◆ Quoted text ◆
Keiser v. Moss

296 S.W. 963 | Tex. App. | 1927

This was an action of trespass to try title, filed by Roswell Eldridge, as plaintiff, in the district court of Liberty county, against A. H. Keiser, the appellant here, L. K. Moss, and a number of other defendants, in which plaintiff sought to recover title and possession of a tract of land in the J. D. Martinez league No. 6 in Liberty county, the tract sued for being alleged to contain 1,409 acres. Pending the suit and before trial L. K. Moss died, and the appellees here are his heirs and successors in title.

The case was tried before the court without a jury, and the judgment was in favor of the plaintiff Eldridge against all parties for an undivided five-eighths of the tract of land involved, and in favor of the appellees, as heirs and successors in title of L. K. Moss, for three-eighths undivided interest in the tract of land sued for. It is from this judgment that the appellant, Keiser, prosecutes this appeal.

Only two contentions are advanced by counsel for appellant for reversal of this judgment. By the first proposition it is contended that the trial court was in error in concluding and holding that appellant, Keiser, under and by virtue of a certain deed dated November 6, 1918, from L. K. Moss to him, was holding the title to the land thereby conveyed to Keiser in trust for Moss. This was the whole controversy as between appellees and appellant in the trial below. Now it is contended by learned counsel for appellant that the evidence adduced upon the trial was insufficient to warrant the trial court's finding as a fact that the deed from L. K. Moss to appellant, Keiser, on November 6, 1918, was executed with the intention that the title to the land thereby conveyed should be held by Keiser in trust for Moss. If the evidence was sufficient to warrant the conclusion and holding of the trial court on that issue, it follows that the judgment was proper and must be affirmed. We have examined the entire statement of facts in this record touching that issue, and have concluded that the evidence, both positive and circumstantial, was amply sufficient to warrant the finding of the trial court that the deed from L. K. Moss to appellant, Keiser, dated November 6, 1918, was executed with the understanding between them that Keiser should hold the title in trust for Moss. No useful purpose would be served by discussing the evidence bearing upon this issue.

◆ Supplied data ◆
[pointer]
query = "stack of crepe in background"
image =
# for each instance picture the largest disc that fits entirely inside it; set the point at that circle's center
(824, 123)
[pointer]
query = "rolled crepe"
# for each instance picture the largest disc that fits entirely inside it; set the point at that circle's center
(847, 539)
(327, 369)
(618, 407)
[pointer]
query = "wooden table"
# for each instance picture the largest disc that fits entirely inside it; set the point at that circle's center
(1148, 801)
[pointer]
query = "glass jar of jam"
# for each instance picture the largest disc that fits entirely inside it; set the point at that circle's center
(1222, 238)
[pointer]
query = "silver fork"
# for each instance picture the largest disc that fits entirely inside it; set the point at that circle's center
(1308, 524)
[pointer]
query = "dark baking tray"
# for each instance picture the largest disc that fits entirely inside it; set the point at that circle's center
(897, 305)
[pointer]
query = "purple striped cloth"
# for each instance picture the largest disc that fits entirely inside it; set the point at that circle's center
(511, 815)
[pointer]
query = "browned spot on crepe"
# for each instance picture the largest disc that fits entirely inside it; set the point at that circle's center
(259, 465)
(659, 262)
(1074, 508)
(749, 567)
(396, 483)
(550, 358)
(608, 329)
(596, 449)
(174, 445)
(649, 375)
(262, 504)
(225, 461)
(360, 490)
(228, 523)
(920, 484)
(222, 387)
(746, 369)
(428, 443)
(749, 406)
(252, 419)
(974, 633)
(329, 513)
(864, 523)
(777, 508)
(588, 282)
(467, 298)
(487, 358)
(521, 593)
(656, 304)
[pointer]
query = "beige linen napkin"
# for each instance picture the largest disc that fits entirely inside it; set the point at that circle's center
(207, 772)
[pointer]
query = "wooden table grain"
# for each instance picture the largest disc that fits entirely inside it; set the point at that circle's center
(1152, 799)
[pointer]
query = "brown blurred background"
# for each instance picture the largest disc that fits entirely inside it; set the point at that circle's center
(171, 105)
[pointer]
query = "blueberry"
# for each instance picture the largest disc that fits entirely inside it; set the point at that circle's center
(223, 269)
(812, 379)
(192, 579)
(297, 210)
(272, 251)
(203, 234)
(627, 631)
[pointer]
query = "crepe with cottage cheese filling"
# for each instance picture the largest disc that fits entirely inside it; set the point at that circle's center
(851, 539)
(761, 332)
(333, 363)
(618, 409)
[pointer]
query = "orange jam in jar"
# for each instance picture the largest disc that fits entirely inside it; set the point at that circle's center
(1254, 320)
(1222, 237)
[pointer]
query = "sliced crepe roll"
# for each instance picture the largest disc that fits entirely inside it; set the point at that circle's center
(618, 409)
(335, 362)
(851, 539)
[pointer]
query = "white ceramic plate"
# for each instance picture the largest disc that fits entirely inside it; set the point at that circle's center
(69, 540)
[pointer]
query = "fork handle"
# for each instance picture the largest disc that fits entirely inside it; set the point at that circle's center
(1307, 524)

◆ Goal ◆
In the court opinion, how many acres was the tract sued for alleged to contain? The records are separate from the court opinion.

◆ Task answer ◆
1,409 acres.